What the task requires.
Copy the lines verbatim, beginning with the line that contains "of the gold" and continuing through the end of the data, and only those lines.

Provided data.

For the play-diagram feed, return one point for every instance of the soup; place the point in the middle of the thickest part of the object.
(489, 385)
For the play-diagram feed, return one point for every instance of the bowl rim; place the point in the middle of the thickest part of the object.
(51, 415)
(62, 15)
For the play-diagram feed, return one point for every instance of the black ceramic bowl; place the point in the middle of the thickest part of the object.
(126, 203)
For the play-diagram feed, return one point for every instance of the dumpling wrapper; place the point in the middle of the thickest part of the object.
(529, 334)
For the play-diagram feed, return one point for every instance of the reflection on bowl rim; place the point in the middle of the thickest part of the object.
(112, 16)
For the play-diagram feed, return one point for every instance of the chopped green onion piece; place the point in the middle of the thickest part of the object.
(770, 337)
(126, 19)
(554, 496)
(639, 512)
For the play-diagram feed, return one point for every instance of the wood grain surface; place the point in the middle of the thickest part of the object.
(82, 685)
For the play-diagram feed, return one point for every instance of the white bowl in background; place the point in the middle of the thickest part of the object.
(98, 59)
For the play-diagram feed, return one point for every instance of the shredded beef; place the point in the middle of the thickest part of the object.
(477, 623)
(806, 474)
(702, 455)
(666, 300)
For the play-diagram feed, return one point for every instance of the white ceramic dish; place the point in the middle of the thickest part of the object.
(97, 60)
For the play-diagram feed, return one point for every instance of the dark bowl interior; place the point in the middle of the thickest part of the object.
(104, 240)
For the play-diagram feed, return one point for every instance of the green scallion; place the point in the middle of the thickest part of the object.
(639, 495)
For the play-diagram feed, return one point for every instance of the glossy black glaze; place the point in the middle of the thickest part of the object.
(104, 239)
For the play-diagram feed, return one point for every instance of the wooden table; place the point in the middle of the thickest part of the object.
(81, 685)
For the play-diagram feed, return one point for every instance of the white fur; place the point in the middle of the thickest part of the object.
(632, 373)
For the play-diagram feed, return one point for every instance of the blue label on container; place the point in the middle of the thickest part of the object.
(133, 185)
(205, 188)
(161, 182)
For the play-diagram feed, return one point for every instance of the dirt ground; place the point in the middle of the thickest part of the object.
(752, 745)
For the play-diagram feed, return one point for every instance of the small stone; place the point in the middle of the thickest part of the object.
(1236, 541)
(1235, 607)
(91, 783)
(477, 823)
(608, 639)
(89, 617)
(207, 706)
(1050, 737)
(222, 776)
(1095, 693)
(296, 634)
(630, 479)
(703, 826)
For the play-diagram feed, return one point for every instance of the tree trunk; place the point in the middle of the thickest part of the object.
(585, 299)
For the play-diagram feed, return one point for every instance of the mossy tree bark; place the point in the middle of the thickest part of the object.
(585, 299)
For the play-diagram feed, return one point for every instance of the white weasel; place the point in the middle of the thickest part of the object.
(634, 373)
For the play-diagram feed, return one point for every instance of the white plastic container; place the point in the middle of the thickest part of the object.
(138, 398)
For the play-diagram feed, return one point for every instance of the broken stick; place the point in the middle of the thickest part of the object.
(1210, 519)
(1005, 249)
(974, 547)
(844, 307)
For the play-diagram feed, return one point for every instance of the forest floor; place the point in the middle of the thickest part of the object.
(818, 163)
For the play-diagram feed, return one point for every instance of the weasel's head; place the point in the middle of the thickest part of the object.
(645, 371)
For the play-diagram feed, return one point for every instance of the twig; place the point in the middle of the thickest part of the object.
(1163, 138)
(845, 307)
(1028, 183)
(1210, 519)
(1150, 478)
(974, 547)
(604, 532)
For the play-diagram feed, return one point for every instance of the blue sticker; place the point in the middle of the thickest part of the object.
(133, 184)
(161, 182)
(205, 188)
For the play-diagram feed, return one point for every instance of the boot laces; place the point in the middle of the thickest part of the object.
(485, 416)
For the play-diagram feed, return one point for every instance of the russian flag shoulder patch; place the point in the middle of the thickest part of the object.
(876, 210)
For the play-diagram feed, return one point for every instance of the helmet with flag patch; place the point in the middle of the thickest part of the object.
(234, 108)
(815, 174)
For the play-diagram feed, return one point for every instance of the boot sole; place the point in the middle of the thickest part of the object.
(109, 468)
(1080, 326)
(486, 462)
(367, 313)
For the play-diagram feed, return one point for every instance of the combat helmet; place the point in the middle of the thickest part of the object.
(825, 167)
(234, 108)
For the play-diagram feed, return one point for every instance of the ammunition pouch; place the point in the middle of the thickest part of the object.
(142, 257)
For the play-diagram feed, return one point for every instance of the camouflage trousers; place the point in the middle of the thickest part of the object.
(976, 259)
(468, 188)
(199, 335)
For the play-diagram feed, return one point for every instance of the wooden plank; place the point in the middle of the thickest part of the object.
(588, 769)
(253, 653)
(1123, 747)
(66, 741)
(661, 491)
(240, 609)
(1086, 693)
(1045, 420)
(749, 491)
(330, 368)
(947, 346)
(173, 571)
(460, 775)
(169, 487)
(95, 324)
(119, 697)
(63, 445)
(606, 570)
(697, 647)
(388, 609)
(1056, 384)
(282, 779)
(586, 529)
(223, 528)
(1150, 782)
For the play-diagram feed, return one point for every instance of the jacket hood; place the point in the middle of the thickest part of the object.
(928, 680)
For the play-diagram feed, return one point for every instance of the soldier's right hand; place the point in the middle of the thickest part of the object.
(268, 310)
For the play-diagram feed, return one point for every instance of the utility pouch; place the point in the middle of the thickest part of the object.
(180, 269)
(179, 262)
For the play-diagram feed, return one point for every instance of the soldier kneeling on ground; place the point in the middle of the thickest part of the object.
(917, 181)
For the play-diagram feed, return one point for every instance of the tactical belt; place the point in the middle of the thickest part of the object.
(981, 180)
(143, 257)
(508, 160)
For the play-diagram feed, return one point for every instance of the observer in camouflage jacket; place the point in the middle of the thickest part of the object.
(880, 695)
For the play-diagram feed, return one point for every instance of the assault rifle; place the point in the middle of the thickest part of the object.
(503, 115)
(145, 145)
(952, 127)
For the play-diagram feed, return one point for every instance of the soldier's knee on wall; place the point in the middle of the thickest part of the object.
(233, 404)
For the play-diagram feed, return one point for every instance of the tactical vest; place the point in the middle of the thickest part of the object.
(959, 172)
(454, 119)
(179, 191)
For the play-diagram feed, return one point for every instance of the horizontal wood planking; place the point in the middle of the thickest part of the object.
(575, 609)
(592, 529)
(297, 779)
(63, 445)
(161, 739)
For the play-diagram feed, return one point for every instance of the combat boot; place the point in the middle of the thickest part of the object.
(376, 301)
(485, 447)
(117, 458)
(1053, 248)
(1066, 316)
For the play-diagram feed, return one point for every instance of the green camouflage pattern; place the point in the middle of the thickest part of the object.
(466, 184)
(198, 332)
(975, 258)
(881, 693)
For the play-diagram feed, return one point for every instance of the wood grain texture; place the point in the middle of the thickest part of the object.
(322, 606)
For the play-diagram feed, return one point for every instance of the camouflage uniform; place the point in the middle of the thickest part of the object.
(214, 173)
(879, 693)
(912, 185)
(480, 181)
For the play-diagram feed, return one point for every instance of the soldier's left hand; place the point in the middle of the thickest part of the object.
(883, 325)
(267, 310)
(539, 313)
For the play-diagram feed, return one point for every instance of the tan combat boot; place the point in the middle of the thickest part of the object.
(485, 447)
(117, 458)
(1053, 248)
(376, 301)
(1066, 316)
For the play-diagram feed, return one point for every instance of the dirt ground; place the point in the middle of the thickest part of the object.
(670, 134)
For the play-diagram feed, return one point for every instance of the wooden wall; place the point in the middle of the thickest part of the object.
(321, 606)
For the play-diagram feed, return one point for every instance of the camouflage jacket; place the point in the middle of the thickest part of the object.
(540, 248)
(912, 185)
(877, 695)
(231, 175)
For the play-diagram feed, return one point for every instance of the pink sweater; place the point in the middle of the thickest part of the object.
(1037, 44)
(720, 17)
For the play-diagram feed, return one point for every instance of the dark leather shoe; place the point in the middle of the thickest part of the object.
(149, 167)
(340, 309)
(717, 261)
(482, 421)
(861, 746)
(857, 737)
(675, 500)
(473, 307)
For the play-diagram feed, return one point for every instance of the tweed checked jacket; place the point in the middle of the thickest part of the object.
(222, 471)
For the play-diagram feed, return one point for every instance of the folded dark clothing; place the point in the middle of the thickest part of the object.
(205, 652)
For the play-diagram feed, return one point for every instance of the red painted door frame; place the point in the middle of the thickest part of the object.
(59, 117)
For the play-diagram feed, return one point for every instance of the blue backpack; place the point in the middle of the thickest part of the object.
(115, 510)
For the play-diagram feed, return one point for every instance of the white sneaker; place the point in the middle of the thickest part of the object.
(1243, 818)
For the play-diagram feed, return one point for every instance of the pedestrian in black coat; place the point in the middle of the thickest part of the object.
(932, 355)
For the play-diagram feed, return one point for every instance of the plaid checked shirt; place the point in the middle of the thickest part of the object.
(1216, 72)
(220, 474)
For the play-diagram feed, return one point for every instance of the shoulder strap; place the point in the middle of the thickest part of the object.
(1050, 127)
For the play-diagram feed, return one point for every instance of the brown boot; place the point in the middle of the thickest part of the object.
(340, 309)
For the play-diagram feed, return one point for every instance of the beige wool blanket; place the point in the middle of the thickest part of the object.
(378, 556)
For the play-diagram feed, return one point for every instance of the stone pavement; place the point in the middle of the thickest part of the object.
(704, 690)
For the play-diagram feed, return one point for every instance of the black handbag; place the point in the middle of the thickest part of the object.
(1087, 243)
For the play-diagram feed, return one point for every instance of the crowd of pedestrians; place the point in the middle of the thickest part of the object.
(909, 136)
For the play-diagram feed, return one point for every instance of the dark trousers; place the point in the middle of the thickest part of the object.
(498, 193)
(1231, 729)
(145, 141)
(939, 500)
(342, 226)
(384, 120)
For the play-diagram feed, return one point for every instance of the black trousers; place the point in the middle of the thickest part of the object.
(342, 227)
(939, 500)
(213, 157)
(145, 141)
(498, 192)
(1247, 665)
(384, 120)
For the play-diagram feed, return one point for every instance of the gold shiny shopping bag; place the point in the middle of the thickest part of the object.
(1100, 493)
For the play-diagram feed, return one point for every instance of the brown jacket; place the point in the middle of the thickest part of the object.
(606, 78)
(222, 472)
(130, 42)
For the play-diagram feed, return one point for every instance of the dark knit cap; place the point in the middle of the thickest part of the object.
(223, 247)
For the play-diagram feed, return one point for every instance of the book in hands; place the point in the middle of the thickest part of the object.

Output for this exercise.
For the play-diagram feed, return one point for every instance of the gold shiny shopping bag; place the point in the middle of the thickest part of the object.
(1100, 493)
For the play-diagram feed, return one point for every instance of the brown jacket; place the point in the middle of the thickest part of the object.
(606, 78)
(222, 472)
(130, 42)
For the play-diagram feed, return one point for every instance of the dark knit cap; place the point in the middle of the thickest part of the object.
(223, 247)
For the play-diagram feed, return one point for every instance of the book in hands; place the point in the middle of the thickest part of the object.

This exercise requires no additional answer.